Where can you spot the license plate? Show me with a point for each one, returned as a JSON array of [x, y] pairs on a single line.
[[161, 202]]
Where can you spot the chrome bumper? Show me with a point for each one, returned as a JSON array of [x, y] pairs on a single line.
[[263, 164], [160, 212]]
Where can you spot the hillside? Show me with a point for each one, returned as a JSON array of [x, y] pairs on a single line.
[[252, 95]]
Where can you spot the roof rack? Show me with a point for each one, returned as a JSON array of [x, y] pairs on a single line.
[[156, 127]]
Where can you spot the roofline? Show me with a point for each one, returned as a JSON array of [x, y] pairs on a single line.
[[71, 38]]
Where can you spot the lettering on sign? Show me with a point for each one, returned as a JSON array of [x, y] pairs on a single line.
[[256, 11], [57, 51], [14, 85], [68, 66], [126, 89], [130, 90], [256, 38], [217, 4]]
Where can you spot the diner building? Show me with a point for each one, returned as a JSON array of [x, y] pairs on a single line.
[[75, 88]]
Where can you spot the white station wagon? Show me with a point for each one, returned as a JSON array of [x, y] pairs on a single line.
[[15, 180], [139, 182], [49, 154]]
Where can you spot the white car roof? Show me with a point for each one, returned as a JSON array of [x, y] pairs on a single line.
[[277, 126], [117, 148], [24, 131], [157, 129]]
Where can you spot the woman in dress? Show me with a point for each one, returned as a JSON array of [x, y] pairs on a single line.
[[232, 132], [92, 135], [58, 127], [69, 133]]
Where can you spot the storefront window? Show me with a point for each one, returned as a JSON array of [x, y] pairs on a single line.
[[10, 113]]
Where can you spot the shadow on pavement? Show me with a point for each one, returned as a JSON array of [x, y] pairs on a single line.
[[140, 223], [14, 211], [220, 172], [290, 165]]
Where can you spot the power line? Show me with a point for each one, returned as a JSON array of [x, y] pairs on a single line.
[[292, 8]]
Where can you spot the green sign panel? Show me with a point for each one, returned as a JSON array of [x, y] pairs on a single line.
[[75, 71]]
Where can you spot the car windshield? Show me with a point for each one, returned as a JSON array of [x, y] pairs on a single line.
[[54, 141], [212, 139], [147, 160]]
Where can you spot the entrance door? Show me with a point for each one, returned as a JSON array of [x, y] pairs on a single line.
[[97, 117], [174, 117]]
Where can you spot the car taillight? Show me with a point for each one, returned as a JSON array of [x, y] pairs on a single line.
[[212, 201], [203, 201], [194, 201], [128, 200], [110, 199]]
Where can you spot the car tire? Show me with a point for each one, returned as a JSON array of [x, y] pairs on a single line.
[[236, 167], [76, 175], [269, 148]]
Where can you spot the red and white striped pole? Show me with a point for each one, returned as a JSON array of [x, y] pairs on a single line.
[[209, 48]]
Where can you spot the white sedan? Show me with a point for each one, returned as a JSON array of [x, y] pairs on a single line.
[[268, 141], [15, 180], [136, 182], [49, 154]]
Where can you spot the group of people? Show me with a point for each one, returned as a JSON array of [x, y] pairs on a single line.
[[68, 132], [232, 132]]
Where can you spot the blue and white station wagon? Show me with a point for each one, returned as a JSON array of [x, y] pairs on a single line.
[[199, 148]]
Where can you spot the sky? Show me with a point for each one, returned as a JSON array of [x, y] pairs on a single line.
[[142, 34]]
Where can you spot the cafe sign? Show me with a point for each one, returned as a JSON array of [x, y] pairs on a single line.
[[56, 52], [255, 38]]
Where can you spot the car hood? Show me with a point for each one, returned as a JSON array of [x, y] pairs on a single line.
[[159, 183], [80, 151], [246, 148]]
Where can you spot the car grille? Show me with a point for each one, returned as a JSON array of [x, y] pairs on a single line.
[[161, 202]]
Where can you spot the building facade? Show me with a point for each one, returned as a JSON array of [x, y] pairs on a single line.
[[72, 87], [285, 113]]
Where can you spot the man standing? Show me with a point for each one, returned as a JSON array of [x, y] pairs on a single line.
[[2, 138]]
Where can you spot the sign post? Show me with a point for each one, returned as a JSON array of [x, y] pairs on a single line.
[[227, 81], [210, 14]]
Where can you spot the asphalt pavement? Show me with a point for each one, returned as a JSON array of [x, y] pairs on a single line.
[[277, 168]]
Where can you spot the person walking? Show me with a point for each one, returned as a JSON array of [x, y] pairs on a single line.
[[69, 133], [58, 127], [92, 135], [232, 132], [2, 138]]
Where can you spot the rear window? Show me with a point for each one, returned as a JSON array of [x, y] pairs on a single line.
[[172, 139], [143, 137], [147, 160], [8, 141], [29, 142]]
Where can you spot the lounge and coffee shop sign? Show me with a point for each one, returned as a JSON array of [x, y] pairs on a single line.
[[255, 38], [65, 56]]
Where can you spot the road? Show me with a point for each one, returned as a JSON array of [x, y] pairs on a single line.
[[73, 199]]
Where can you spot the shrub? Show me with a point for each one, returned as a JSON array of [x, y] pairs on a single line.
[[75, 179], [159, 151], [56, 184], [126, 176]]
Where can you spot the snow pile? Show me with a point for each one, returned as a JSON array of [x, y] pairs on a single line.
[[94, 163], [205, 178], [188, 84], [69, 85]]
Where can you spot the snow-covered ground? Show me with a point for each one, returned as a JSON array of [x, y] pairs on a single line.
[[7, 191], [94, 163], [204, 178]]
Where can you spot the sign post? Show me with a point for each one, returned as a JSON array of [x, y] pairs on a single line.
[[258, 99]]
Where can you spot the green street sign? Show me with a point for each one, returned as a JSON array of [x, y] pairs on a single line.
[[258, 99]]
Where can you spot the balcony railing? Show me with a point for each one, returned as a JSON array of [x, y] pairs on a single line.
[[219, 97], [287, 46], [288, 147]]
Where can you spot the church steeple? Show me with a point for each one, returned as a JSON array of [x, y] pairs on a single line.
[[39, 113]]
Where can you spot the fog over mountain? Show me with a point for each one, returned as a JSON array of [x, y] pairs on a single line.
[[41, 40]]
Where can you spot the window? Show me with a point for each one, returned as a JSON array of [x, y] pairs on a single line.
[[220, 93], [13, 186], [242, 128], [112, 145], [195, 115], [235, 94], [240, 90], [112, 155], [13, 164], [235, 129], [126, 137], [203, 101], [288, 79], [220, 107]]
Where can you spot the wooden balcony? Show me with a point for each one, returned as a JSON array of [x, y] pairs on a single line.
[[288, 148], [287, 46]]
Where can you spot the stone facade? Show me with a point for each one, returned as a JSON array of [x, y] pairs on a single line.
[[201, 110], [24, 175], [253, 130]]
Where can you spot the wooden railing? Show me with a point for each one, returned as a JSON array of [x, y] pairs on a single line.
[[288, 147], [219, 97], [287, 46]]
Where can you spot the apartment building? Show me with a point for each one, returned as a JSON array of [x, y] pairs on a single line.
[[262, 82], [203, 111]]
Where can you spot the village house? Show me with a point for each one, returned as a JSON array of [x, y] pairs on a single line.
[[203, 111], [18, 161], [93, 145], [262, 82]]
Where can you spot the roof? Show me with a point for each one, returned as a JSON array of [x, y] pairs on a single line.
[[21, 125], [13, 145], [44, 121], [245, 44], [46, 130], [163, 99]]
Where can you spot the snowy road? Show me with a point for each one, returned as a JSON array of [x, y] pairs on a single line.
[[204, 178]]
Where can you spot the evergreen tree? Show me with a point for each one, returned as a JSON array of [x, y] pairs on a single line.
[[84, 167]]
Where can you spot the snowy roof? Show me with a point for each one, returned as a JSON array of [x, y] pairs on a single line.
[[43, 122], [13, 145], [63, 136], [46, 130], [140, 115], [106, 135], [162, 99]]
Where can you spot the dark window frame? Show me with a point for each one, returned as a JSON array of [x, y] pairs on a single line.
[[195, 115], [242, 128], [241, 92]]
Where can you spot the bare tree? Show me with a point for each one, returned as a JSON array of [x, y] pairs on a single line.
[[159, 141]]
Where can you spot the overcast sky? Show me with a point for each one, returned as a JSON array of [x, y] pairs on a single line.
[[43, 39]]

________________________________________

**AIM:**
Please rewrite everything from the record containing "Where can you spot the person" down to the one containing "[[94, 163], [205, 178], [188, 84], [69, 85]]", renaming "shrub" to "bush" and leaving all else unchanged. Return only those records.

**EXPECTED ANSWER:**
Where can you spot the person walking? Show me with a point for each one, returned as a JSON array of [x, y] pairs on a single line.
[[69, 133], [58, 127], [92, 135], [232, 132], [2, 138]]
Where can you spot the rear window? Show me with a point for each one, returned as a JSON array of [x, y] pairs on a single line.
[[172, 139], [143, 137], [147, 160], [8, 141], [29, 142]]
Where can you spot the lounge and coffee shop sign? Show me with a point for each one, returned as a JSON array of [x, y] pairs on a single line.
[[255, 38], [65, 56]]
Where can you spot the road? Show me with a point for each one, returned as a JSON array of [x, y] pairs on a single line.
[[73, 199]]
Where can you spot the bush? Show me with a point for each one, returned as a JSON array of [x, y] pairs on a single line.
[[75, 179], [159, 151], [56, 184], [126, 176]]
Where can you spot the snow pile? Show me with a point for each one, returned as a JSON array of [x, y] pairs on a single line.
[[94, 163], [205, 178], [188, 84], [69, 85]]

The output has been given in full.